Look through the entries for the string "below", and copy each line that holds it.

= = = =

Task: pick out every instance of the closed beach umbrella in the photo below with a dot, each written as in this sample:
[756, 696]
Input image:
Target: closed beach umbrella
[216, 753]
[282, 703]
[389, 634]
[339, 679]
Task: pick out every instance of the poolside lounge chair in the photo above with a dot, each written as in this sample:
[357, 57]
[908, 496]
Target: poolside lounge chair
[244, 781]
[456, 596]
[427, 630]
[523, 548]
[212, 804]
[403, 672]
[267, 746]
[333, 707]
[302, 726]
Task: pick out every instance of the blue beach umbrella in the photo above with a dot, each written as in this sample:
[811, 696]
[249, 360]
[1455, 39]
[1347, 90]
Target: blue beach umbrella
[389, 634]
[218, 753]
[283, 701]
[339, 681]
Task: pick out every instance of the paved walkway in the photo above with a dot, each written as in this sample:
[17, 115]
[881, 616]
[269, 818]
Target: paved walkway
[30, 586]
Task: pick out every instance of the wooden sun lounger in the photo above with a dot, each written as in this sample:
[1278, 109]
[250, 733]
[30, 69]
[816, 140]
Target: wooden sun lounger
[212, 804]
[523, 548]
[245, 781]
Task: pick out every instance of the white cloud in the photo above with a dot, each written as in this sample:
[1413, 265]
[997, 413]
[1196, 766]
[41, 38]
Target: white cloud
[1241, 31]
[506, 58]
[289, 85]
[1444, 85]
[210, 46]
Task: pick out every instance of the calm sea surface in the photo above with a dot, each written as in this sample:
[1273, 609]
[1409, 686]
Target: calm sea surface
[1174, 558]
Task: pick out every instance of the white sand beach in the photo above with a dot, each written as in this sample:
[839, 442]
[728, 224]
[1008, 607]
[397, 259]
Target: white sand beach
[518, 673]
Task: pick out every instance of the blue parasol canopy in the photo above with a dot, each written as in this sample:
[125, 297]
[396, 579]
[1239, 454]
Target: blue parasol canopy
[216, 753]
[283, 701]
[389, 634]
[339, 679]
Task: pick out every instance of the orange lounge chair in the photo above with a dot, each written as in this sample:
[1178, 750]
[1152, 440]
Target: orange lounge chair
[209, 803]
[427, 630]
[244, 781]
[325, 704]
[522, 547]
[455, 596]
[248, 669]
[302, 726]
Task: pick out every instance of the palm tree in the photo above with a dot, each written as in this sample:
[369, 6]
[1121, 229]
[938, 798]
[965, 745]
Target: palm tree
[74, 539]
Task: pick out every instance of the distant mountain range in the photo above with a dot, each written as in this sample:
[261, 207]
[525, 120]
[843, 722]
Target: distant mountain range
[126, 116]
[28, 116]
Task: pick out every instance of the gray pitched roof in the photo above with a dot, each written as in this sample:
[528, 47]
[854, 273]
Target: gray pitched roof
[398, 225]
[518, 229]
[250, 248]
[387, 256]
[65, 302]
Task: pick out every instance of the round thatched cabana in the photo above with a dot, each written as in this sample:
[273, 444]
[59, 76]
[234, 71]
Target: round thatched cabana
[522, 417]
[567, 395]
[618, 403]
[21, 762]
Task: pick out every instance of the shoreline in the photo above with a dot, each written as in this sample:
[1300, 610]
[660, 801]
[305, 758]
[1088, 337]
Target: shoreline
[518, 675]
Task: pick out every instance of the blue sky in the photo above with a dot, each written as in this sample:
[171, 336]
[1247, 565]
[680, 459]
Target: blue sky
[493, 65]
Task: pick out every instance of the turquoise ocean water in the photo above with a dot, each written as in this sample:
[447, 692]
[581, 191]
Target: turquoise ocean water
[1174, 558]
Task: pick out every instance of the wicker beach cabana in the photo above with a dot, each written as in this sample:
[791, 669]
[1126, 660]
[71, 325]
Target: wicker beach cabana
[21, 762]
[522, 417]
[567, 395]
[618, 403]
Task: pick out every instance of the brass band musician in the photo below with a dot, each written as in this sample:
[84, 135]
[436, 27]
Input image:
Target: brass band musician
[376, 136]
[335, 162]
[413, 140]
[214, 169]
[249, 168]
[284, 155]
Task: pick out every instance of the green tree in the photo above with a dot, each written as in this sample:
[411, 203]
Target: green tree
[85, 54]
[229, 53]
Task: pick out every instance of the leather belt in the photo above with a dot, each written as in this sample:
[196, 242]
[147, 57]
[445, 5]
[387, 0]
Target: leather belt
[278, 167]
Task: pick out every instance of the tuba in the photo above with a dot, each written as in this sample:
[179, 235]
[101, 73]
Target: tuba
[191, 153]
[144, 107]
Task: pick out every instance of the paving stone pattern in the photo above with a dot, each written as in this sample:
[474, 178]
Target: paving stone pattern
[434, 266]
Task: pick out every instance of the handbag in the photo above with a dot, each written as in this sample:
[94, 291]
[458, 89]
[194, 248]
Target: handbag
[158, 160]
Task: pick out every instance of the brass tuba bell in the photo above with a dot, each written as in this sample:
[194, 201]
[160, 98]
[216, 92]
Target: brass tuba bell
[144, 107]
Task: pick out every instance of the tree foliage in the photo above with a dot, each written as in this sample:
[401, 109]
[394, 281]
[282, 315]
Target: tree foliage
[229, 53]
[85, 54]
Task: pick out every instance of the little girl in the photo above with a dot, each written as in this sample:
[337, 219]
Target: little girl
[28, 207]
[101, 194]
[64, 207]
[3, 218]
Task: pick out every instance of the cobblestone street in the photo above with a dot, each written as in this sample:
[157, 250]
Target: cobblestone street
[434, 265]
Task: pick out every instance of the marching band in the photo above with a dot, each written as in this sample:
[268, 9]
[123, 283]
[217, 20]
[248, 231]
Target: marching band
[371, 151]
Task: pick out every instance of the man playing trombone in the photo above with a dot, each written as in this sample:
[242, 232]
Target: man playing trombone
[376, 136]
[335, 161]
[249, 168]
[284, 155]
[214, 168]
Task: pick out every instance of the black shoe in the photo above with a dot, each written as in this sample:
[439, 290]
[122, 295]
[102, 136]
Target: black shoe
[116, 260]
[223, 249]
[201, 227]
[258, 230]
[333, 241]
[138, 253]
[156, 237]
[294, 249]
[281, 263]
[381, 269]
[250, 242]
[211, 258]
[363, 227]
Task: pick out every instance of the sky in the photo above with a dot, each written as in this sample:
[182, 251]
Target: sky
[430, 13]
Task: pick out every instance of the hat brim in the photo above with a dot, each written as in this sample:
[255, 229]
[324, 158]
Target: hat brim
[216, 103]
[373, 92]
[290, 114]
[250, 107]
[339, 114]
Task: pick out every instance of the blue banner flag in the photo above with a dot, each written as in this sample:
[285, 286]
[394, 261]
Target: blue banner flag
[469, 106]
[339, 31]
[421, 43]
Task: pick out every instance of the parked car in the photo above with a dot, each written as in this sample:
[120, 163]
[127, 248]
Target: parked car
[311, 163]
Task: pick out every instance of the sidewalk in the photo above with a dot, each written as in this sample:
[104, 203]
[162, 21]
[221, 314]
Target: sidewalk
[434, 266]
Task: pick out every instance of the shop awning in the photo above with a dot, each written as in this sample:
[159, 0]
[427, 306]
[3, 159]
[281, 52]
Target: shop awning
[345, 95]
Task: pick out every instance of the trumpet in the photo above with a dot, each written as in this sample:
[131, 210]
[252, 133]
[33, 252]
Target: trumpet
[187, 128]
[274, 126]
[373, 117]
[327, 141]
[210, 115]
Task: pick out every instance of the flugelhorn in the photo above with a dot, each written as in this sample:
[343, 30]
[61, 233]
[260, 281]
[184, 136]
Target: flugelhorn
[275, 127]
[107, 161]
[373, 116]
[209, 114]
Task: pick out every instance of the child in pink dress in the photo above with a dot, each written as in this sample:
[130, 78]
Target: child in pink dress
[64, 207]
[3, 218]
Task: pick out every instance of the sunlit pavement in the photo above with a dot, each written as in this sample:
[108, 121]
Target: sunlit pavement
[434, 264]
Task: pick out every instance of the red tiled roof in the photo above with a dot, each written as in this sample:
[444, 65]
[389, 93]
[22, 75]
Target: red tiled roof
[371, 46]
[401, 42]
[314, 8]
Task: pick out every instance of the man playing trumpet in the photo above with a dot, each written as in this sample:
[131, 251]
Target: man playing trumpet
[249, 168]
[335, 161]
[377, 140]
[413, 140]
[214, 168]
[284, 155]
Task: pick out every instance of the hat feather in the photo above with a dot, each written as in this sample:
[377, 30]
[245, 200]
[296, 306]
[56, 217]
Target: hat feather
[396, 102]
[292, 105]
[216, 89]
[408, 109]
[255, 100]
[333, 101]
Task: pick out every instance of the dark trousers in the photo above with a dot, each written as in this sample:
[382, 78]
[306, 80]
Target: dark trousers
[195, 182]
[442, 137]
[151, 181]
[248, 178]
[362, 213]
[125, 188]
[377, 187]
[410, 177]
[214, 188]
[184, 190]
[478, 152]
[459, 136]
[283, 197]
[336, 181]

= = = =

SOLUTION TO THE EXERCISE:
Task: pick out every instance of the closed beach umbrella in the photo below with a dot, each written as in this sample:
Task: pick out every instance of the brass band musician in the photo below with a dot, each written as in this sample:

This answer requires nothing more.